Skip to content

Provenance

Provenance is the property that lets every record be traced back to its origin. It is what makes Cortex auditable, what makes supersession safe, and what makes distillation reversible.

Every record carries a provenance block in its frontmatter:

provenance:
event_ids: [evt-...]
source_session_id: <id>
supersedes: <prior_record_id> # only when this record replaces another
derived_from: [rec-..., rec-...] # only on distillation summaries

The block is filled in by the normalizer (and the distillation loop) using metadata that was already present on the source events. The user does not write provenance by hand.

A record claims something. The claim sits inside a session that produced it. The session was triggered in a project. The project had specific context.

Provenance makes that chain navigable:

record ──provenance.event_ids──▶ event ──event.session_id──▶ session

If a record looks wrong, the original event is recoverable. If the original event looks wrong, the originating session is identifiable. The chain bottoms out at something concrete.

When a record supersedes another, the new record’s provenance includes supersedes: <old_id>. The old record’s frontmatter is updated to point forward: superseded_by: <new_id>. Both directions are explicit.

This means superseding is not a destructive operation. A reader landing on either the old or the new record can navigate to the other.

A distillation summary’s provenance includes derived_from: [list of record IDs]. Anyone reading the summary can drill into every record it was built from.

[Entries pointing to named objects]
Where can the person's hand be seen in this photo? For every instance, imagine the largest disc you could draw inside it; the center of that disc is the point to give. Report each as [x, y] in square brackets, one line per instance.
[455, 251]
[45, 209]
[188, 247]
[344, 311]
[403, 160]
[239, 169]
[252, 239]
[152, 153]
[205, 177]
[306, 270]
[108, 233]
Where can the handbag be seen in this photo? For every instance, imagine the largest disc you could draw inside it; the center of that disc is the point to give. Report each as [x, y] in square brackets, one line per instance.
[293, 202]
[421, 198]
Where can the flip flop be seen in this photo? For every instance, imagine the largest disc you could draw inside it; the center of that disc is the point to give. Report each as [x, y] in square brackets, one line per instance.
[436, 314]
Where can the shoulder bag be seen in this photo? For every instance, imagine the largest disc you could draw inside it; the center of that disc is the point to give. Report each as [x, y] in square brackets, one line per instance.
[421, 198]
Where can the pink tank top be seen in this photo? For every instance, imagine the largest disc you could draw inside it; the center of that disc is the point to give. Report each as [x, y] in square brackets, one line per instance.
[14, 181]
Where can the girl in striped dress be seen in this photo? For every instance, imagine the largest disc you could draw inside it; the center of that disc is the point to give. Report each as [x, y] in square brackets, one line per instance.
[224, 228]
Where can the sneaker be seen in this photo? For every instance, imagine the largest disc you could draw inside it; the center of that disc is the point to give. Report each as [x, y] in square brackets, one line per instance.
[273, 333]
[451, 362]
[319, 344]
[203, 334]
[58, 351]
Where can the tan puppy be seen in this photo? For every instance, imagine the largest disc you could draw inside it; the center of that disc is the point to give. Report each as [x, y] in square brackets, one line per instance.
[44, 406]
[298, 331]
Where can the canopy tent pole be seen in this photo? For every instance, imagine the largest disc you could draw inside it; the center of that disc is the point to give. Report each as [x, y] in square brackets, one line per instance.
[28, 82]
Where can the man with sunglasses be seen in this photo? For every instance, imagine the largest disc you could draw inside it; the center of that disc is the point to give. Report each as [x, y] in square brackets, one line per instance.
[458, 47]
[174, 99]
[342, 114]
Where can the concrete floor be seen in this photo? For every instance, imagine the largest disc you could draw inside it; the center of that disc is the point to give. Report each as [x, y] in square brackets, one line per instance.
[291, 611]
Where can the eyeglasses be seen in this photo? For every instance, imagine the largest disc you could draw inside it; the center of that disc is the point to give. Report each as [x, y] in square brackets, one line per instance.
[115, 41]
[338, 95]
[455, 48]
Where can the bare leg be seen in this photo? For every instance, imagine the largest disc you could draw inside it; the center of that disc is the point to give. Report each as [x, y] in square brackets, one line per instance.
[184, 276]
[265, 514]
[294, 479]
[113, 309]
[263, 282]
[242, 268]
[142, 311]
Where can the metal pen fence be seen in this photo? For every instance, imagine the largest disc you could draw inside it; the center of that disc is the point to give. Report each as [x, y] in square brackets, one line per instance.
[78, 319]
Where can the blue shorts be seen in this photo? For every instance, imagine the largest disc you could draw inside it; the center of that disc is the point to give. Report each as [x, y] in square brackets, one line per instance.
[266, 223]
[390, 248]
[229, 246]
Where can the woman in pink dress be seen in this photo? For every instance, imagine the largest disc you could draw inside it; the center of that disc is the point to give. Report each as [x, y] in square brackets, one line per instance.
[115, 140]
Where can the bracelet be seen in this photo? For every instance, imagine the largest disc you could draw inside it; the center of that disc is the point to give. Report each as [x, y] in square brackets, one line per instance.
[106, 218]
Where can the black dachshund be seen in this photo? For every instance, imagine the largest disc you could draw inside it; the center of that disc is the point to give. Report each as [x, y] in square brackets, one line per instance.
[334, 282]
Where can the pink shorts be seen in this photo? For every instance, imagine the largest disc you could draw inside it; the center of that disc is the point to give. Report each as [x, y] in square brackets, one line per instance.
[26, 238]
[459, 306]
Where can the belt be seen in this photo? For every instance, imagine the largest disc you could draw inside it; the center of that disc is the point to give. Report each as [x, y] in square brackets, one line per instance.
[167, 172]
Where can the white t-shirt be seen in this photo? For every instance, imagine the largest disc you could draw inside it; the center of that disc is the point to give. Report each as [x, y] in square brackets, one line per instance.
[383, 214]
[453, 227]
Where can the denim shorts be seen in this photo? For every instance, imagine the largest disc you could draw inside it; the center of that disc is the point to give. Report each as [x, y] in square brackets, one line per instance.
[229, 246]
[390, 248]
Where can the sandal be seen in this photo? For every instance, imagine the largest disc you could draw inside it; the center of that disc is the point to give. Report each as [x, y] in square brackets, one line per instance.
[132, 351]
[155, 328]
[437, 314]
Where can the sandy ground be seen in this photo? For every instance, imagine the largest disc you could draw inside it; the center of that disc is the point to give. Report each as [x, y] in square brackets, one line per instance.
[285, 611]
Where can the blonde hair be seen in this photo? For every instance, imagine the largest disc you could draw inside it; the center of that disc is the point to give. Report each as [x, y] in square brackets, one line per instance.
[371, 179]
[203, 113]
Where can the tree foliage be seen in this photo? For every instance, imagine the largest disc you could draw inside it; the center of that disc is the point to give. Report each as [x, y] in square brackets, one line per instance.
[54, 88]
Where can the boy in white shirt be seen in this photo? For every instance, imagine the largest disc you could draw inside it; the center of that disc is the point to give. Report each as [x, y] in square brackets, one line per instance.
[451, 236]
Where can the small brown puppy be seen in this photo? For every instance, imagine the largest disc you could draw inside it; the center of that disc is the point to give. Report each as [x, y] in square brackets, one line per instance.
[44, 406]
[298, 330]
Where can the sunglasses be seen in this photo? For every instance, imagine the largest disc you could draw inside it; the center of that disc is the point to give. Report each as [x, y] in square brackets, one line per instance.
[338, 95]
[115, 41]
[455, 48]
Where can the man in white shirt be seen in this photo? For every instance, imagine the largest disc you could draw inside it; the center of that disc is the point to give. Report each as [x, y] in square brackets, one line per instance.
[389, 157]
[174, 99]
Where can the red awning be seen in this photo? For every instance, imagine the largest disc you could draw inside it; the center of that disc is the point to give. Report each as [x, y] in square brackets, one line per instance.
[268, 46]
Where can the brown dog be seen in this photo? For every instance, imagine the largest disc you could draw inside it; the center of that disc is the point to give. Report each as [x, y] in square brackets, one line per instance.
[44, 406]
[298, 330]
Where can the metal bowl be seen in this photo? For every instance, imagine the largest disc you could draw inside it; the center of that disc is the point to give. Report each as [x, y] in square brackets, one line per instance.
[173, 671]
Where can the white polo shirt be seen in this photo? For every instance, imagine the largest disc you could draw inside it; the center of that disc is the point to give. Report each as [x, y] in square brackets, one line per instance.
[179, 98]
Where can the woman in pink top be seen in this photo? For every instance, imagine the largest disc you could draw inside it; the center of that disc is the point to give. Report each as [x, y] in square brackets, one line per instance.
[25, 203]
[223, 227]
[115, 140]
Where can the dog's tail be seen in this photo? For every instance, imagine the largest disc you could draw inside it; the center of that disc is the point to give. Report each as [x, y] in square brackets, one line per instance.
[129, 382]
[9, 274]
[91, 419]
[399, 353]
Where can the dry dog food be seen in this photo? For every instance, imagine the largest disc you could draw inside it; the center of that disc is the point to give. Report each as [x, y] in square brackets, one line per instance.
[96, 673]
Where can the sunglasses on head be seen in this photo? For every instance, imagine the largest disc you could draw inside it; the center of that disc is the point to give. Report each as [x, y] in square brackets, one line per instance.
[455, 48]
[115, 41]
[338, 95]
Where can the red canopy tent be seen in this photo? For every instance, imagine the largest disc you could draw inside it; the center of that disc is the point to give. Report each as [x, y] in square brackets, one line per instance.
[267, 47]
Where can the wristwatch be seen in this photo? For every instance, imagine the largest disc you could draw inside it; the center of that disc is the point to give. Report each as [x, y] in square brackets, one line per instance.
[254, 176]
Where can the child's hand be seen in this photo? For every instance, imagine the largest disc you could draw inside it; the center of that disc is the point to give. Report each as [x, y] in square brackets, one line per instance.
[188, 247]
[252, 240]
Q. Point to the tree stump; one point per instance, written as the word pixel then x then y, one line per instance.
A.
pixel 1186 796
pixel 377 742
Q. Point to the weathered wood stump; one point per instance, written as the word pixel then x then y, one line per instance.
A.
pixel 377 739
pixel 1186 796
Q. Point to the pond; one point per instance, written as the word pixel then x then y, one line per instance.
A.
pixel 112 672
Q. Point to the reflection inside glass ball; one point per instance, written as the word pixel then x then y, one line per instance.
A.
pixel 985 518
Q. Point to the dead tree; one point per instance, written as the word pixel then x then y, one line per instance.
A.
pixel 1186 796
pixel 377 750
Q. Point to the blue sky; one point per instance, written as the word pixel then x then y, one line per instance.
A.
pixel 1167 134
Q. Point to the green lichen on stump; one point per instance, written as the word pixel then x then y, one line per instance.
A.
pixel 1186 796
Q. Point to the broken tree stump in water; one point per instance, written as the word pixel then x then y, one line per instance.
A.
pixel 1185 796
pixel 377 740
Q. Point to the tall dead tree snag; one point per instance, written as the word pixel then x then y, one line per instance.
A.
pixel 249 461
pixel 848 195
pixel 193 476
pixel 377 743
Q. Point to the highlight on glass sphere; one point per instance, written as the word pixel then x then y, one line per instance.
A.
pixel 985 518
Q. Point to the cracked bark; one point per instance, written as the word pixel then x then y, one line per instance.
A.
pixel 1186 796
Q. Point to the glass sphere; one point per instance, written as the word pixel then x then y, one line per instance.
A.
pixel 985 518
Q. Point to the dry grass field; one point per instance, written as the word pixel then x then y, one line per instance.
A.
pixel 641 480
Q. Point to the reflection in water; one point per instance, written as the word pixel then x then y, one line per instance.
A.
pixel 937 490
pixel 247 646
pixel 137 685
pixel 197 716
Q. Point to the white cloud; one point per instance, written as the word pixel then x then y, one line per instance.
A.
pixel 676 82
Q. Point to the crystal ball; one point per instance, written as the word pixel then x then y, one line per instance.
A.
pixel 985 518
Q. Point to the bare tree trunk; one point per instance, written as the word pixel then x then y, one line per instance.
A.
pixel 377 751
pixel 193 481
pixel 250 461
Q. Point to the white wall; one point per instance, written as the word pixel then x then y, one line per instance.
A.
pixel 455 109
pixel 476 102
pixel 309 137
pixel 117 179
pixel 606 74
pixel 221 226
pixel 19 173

Short task: Please reproduce the part of the provenance text above that starts with "Skip to content" and ends after "makes distillation reversible.".

Response:
Skip to content

Provenance

Provenance is the property that lets every record be traced back to its origin. It is what makes Cortex auditable, what makes supersession safe, and what makes distillation reversible.